> Exercise task:
Convert all the entries below into a numbered list with one line per item. Skip blank lines and leave the pictures out.

+ + + +

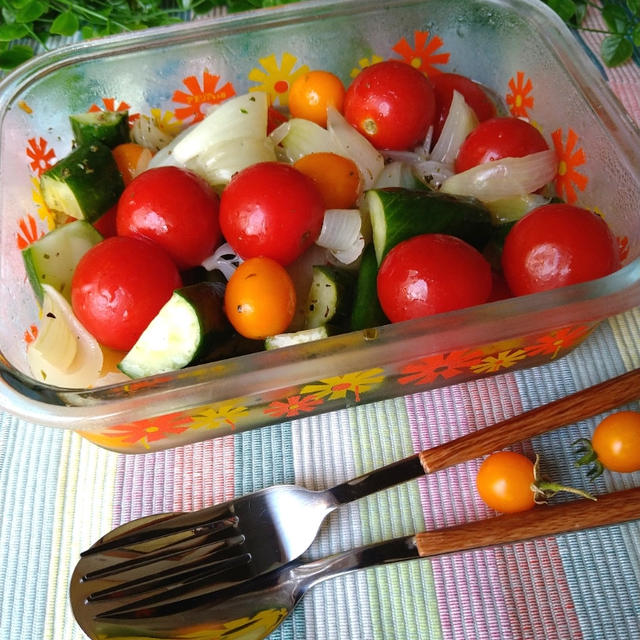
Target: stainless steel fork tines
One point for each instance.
(179, 555)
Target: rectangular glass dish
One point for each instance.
(521, 50)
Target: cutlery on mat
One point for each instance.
(260, 531)
(250, 610)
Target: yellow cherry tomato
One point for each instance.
(505, 480)
(260, 298)
(312, 92)
(616, 441)
(131, 159)
(336, 177)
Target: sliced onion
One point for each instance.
(220, 162)
(246, 113)
(64, 353)
(340, 228)
(164, 157)
(504, 178)
(354, 145)
(301, 138)
(224, 259)
(461, 121)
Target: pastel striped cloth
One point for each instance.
(59, 493)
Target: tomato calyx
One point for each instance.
(544, 489)
(370, 126)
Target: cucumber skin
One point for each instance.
(88, 128)
(344, 280)
(92, 174)
(412, 212)
(367, 312)
(207, 299)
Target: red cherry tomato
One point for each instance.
(557, 245)
(498, 138)
(429, 274)
(392, 104)
(273, 210)
(119, 286)
(444, 84)
(106, 223)
(174, 208)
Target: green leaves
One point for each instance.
(37, 20)
(622, 20)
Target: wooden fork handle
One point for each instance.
(543, 520)
(578, 406)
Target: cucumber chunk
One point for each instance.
(84, 184)
(53, 258)
(398, 214)
(186, 328)
(367, 312)
(330, 297)
(296, 337)
(108, 127)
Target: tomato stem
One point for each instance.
(584, 448)
(544, 489)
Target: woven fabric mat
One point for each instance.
(59, 493)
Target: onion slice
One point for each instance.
(341, 233)
(352, 144)
(461, 121)
(504, 178)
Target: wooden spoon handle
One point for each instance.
(578, 406)
(543, 520)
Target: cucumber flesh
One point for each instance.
(53, 258)
(184, 330)
(108, 127)
(330, 297)
(367, 312)
(84, 184)
(398, 214)
(295, 337)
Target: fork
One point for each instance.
(252, 609)
(256, 533)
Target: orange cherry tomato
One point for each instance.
(311, 94)
(260, 298)
(337, 178)
(131, 159)
(504, 482)
(616, 441)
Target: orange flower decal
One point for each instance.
(208, 93)
(276, 80)
(41, 155)
(560, 339)
(498, 361)
(568, 178)
(293, 406)
(153, 429)
(423, 55)
(518, 100)
(443, 365)
(28, 232)
(339, 387)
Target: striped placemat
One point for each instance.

+ + + +

> Reply:
1. Target: stainless steel fork tines
2. One point for each instance.
3. (179, 555)
4. Target: rectangular glass dish
5. One point for each instance.
6. (521, 50)
7. Target: cutlery on mat
8. One point for each instance.
9. (260, 531)
10. (250, 610)
11. Target: yellow cherry tomato
12. One point for each instance.
13. (505, 480)
14. (260, 298)
15. (312, 92)
16. (616, 441)
17. (131, 159)
18. (336, 177)
19. Target: sliced onion
20. One point for each instance.
21. (220, 162)
22. (246, 113)
23. (64, 353)
24. (340, 228)
25. (164, 157)
26. (504, 178)
27. (354, 145)
28. (301, 138)
29. (224, 259)
30. (461, 121)
31. Target: pastel striped cloth
32. One point for each instance.
33. (59, 493)
34. Target: tomato calyx
35. One point for each instance.
36. (544, 489)
37. (370, 126)
38. Target: cucumber skin
39. One point for each instance.
40. (88, 128)
41. (344, 280)
42. (92, 174)
43. (412, 212)
44. (367, 312)
45. (207, 299)
46. Target: red cherry tomato
47. One point for each instance.
48. (557, 245)
49. (498, 138)
50. (429, 274)
51. (392, 104)
52. (273, 210)
53. (119, 286)
54. (444, 84)
55. (106, 223)
56. (174, 208)
57. Target: green leaves
58. One point for each instance.
59. (37, 20)
60. (622, 20)
61. Target: wooden fork handle
62. One point for each instance.
63. (543, 520)
64. (578, 406)
65. Target: cucumber chunk
66. One point for each instance.
67. (84, 184)
68. (53, 258)
69. (398, 214)
70. (186, 328)
71. (367, 312)
72. (330, 297)
73. (296, 337)
74. (108, 127)
75. Target: tomato stem
76. One point for each instance.
77. (584, 448)
78. (544, 489)
79. Target: woven fabric mat
80. One point for each instance.
81. (59, 493)
82. Target: onion slice
83. One point for each instance.
84. (341, 233)
85. (352, 144)
86. (461, 121)
87. (504, 178)
88. Target: wooden spoon handle
89. One point for each instance.
90. (578, 406)
91. (543, 520)
92. Target: cucumber flesh
93. One point for each instance.
94. (53, 258)
95. (184, 330)
96. (108, 127)
97. (330, 297)
98. (367, 312)
99. (84, 184)
100. (398, 214)
101. (295, 337)
102. Target: fork
103. One point for each instance.
104. (252, 609)
105. (256, 533)
106. Target: orange cherry tomato
107. One point for each instance.
108. (311, 94)
109. (260, 298)
110. (337, 178)
111. (131, 159)
112. (504, 482)
113. (616, 441)
114. Target: orange flower decal
115. One point for each instance.
116. (208, 93)
117. (276, 80)
118. (41, 155)
119. (560, 339)
120. (498, 361)
121. (568, 178)
122. (293, 406)
123. (153, 429)
124. (423, 55)
125. (518, 100)
126. (443, 365)
127. (28, 232)
128. (339, 387)
129. Target: striped placemat
130. One point for each instance.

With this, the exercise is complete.